··· INFORMATION SHOWN ···
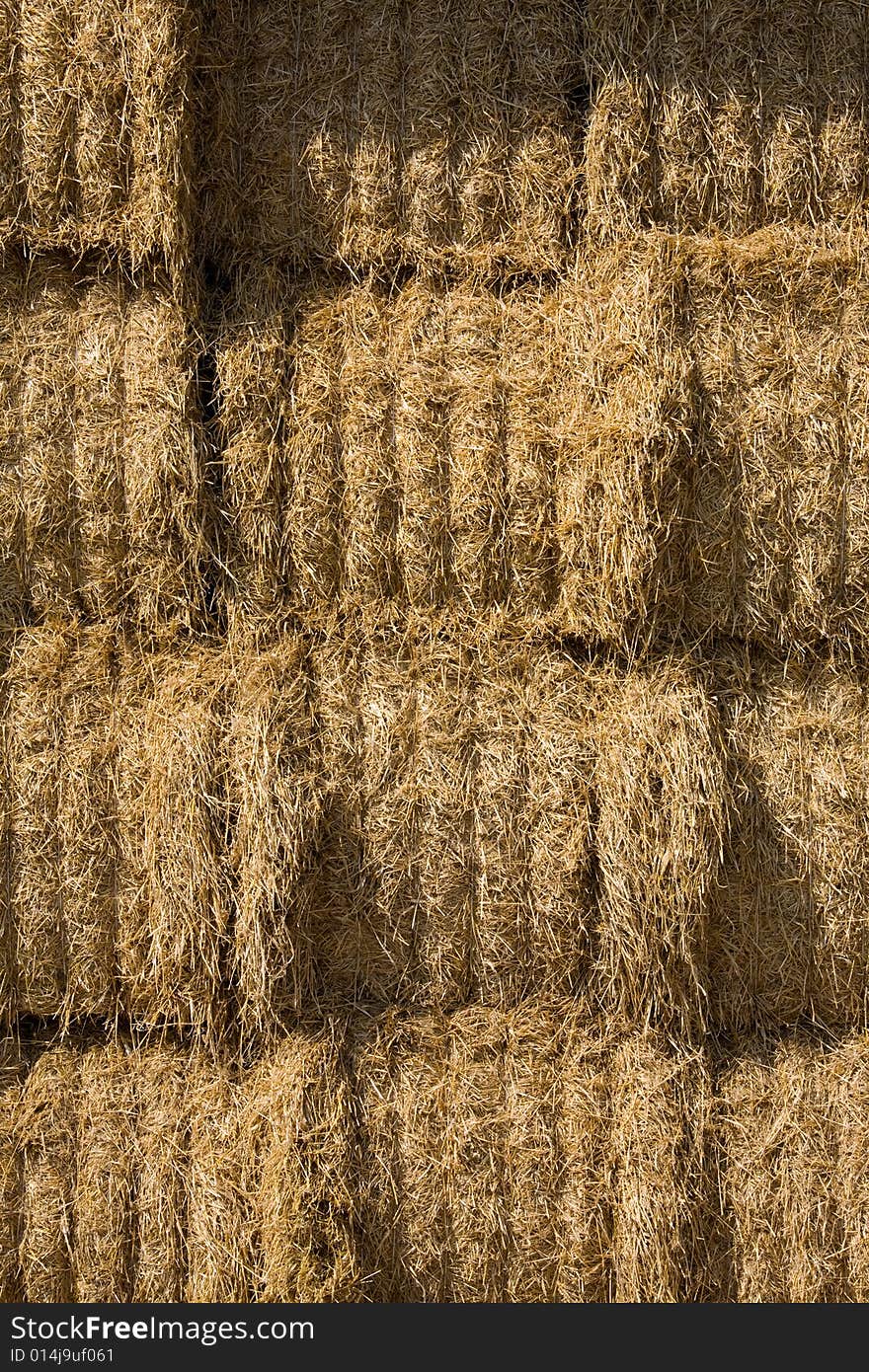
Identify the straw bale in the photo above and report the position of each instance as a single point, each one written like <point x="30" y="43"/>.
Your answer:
<point x="101" y="122"/>
<point x="618" y="169"/>
<point x="681" y="118"/>
<point x="400" y="1077"/>
<point x="11" y="542"/>
<point x="534" y="1164"/>
<point x="584" y="1213"/>
<point x="368" y="452"/>
<point x="847" y="1090"/>
<point x="780" y="1167"/>
<point x="659" y="1101"/>
<point x="394" y="888"/>
<point x="35" y="749"/>
<point x="429" y="211"/>
<point x="659" y="836"/>
<point x="545" y="45"/>
<point x="559" y="815"/>
<point x="46" y="1136"/>
<point x="710" y="116"/>
<point x="162" y="463"/>
<point x="45" y="351"/>
<point x="98" y="495"/>
<point x="105" y="1175"/>
<point x="478" y="495"/>
<point x="252" y="428"/>
<point x="530" y="379"/>
<point x="368" y="886"/>
<point x="482" y="127"/>
<point x="622" y="433"/>
<point x="299" y="1143"/>
<point x="11" y="1178"/>
<point x="162" y="1158"/>
<point x="474" y="1143"/>
<point x="276" y="791"/>
<point x="161" y="46"/>
<point x="788" y="928"/>
<point x="443" y="796"/>
<point x="62" y="823"/>
<point x="837" y="55"/>
<point x="10" y="141"/>
<point x="85" y="781"/>
<point x="421" y="436"/>
<point x="776" y="545"/>
<point x="172" y="881"/>
<point x="313" y="512"/>
<point x="371" y="214"/>
<point x="46" y="105"/>
<point x="218" y="1235"/>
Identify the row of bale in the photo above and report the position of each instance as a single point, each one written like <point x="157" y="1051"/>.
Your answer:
<point x="229" y="836"/>
<point x="669" y="443"/>
<point x="482" y="1156"/>
<point x="488" y="132"/>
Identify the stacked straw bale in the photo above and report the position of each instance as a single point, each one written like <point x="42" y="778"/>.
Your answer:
<point x="95" y="108"/>
<point x="391" y="132"/>
<point x="479" y="1157"/>
<point x="450" y="447"/>
<point x="710" y="116"/>
<point x="390" y="818"/>
<point x="102" y="495"/>
<point x="790" y="936"/>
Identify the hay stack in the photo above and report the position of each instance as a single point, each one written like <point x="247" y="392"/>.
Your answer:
<point x="533" y="911"/>
<point x="220" y="1235"/>
<point x="102" y="481"/>
<point x="389" y="132"/>
<point x="298" y="1140"/>
<point x="11" y="1179"/>
<point x="172" y="881"/>
<point x="398" y="453"/>
<point x="622" y="431"/>
<point x="780" y="1176"/>
<point x="253" y="426"/>
<point x="97" y="129"/>
<point x="276" y="788"/>
<point x="711" y="116"/>
<point x="661" y="789"/>
<point x="659" y="1105"/>
<point x="790" y="935"/>
<point x="390" y="918"/>
<point x="98" y="488"/>
<point x="162" y="1160"/>
<point x="106" y="1175"/>
<point x="46" y="1138"/>
<point x="162" y="463"/>
<point x="36" y="883"/>
<point x="777" y="535"/>
<point x="11" y="569"/>
<point x="60" y="730"/>
<point x="45" y="352"/>
<point x="313" y="526"/>
<point x="584" y="1216"/>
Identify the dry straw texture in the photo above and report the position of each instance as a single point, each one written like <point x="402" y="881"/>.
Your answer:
<point x="102" y="481"/>
<point x="389" y="818"/>
<point x="475" y="1157"/>
<point x="710" y="116"/>
<point x="450" y="446"/>
<point x="211" y="836"/>
<point x="97" y="123"/>
<point x="790" y="926"/>
<point x="383" y="130"/>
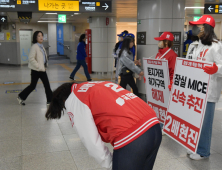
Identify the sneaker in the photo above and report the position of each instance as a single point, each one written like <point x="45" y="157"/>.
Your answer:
<point x="47" y="105"/>
<point x="21" y="102"/>
<point x="189" y="152"/>
<point x="197" y="157"/>
<point x="71" y="78"/>
<point x="163" y="134"/>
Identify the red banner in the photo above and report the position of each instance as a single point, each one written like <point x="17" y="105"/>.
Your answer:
<point x="89" y="50"/>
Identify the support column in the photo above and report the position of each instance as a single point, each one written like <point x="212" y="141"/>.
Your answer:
<point x="103" y="42"/>
<point x="158" y="16"/>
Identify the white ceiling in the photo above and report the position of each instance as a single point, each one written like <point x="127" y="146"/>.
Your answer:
<point x="120" y="9"/>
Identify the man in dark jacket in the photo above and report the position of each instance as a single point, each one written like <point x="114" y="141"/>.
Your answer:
<point x="81" y="58"/>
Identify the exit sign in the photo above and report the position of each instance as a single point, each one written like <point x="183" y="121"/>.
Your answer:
<point x="62" y="18"/>
<point x="196" y="18"/>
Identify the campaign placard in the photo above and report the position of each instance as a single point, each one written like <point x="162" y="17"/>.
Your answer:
<point x="157" y="80"/>
<point x="187" y="103"/>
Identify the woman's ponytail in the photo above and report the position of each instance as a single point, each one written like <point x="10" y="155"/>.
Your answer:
<point x="57" y="105"/>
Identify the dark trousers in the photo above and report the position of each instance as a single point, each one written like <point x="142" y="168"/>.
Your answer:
<point x="139" y="154"/>
<point x="129" y="79"/>
<point x="35" y="75"/>
<point x="79" y="64"/>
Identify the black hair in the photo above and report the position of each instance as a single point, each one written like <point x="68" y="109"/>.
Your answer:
<point x="189" y="37"/>
<point x="57" y="105"/>
<point x="83" y="36"/>
<point x="194" y="38"/>
<point x="127" y="32"/>
<point x="35" y="35"/>
<point x="125" y="45"/>
<point x="208" y="36"/>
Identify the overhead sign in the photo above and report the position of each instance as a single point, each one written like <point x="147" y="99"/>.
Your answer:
<point x="95" y="6"/>
<point x="141" y="38"/>
<point x="61" y="18"/>
<point x="187" y="103"/>
<point x="3" y="19"/>
<point x="213" y="9"/>
<point x="58" y="5"/>
<point x="75" y="6"/>
<point x="196" y="18"/>
<point x="18" y="5"/>
<point x="157" y="80"/>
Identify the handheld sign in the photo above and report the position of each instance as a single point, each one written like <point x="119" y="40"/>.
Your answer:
<point x="157" y="80"/>
<point x="187" y="103"/>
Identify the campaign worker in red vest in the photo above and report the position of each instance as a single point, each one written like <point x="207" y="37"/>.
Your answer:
<point x="166" y="53"/>
<point x="106" y="112"/>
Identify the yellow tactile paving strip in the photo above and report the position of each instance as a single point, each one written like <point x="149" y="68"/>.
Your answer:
<point x="79" y="75"/>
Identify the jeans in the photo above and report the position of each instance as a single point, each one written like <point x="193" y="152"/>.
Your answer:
<point x="35" y="75"/>
<point x="161" y="125"/>
<point x="141" y="153"/>
<point x="206" y="133"/>
<point x="79" y="64"/>
<point x="129" y="79"/>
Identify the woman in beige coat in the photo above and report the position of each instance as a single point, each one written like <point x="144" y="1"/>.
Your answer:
<point x="38" y="62"/>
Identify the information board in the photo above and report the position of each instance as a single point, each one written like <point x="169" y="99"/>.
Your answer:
<point x="55" y="5"/>
<point x="18" y="5"/>
<point x="213" y="9"/>
<point x="156" y="73"/>
<point x="187" y="103"/>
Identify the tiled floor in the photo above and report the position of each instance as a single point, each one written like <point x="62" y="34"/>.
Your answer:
<point x="29" y="142"/>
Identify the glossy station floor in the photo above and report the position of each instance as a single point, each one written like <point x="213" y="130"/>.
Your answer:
<point x="29" y="142"/>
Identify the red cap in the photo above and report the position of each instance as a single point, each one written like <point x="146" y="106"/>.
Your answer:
<point x="165" y="36"/>
<point x="205" y="19"/>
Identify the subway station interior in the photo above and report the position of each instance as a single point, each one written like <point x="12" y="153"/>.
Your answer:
<point x="28" y="141"/>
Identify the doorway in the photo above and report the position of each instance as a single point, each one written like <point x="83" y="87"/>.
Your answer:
<point x="25" y="45"/>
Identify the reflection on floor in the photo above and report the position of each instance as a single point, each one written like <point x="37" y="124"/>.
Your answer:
<point x="29" y="142"/>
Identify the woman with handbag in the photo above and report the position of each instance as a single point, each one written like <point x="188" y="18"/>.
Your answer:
<point x="38" y="62"/>
<point x="127" y="66"/>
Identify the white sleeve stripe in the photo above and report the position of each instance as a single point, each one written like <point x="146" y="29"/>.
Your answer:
<point x="136" y="134"/>
<point x="135" y="131"/>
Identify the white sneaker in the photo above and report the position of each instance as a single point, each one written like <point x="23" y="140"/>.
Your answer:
<point x="189" y="152"/>
<point x="196" y="157"/>
<point x="21" y="102"/>
<point x="47" y="105"/>
<point x="163" y="134"/>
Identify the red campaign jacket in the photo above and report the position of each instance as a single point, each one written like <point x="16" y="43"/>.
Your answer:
<point x="105" y="112"/>
<point x="171" y="57"/>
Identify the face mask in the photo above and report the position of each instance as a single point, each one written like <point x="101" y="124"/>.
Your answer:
<point x="196" y="30"/>
<point x="160" y="44"/>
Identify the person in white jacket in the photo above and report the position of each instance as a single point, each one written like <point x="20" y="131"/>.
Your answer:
<point x="38" y="62"/>
<point x="106" y="112"/>
<point x="207" y="49"/>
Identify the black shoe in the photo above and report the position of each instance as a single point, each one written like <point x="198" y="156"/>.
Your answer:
<point x="21" y="102"/>
<point x="71" y="78"/>
<point x="48" y="104"/>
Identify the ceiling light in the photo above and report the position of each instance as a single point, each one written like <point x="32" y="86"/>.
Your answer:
<point x="51" y="13"/>
<point x="194" y="7"/>
<point x="47" y="21"/>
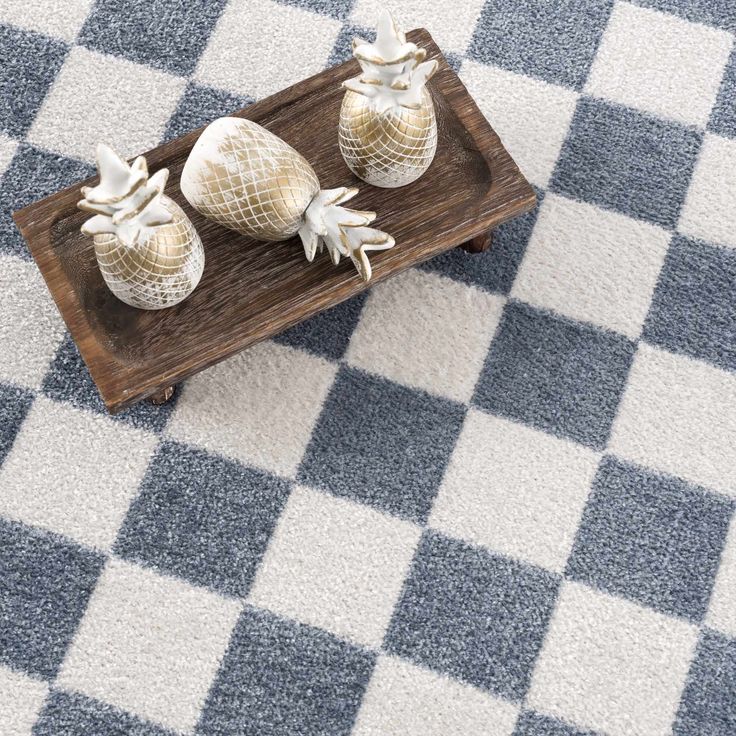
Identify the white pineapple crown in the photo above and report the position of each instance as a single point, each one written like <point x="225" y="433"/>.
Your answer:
<point x="343" y="231"/>
<point x="394" y="71"/>
<point x="126" y="202"/>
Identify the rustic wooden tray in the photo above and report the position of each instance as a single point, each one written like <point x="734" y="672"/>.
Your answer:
<point x="252" y="290"/>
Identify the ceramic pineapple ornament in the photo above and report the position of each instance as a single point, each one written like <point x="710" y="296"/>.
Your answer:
<point x="146" y="247"/>
<point x="388" y="128"/>
<point x="244" y="177"/>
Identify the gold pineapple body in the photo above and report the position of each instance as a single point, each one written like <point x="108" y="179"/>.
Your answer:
<point x="388" y="129"/>
<point x="249" y="180"/>
<point x="246" y="178"/>
<point x="161" y="270"/>
<point x="148" y="251"/>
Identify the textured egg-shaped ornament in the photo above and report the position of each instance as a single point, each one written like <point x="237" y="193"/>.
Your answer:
<point x="388" y="149"/>
<point x="160" y="270"/>
<point x="241" y="175"/>
<point x="148" y="250"/>
<point x="388" y="128"/>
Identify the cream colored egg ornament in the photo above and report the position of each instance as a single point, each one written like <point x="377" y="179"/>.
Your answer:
<point x="148" y="251"/>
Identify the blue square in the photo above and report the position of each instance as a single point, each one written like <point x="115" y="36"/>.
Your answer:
<point x="627" y="161"/>
<point x="711" y="12"/>
<point x="14" y="405"/>
<point x="29" y="63"/>
<point x="281" y="678"/>
<point x="69" y="380"/>
<point x="339" y="9"/>
<point x="328" y="333"/>
<point x="202" y="517"/>
<point x="473" y="615"/>
<point x="555" y="374"/>
<point x="654" y="539"/>
<point x="382" y="444"/>
<point x="694" y="306"/>
<point x="32" y="175"/>
<point x="200" y="105"/>
<point x="73" y="714"/>
<point x="495" y="269"/>
<point x="534" y="724"/>
<point x="167" y="34"/>
<point x="708" y="704"/>
<point x="45" y="583"/>
<point x="553" y="41"/>
<point x="343" y="48"/>
<point x="723" y="115"/>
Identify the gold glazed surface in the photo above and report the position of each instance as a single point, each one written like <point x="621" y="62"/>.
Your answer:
<point x="255" y="183"/>
<point x="389" y="149"/>
<point x="160" y="270"/>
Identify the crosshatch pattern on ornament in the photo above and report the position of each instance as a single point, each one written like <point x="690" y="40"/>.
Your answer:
<point x="525" y="529"/>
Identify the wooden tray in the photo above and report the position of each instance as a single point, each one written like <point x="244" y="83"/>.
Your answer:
<point x="252" y="290"/>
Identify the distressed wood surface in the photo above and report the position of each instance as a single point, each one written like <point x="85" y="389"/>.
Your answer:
<point x="252" y="290"/>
···
• **PROBLEM STATEMENT**: Starting at the line containing "Identify the crosshatch" and continuing through the final line, change "wooden tray" to "serving tray". Return only that stretch of lines, with everything else left as it is.

• **RESPONSE TO THIS TASK**:
Identify the crosshatch pattern on ornament in the photo above and report the position of each instance as a single point, each one written like <point x="690" y="40"/>.
Your answer:
<point x="525" y="529"/>
Identify the serving tray in the photo above and report the position of each instance as a single point, each one written like <point x="244" y="83"/>.
Your answer:
<point x="252" y="290"/>
Identify the distressed wood surface in the photo above and report the position of each instance as a single point, each one written like <point x="85" y="389"/>.
Your answer:
<point x="252" y="290"/>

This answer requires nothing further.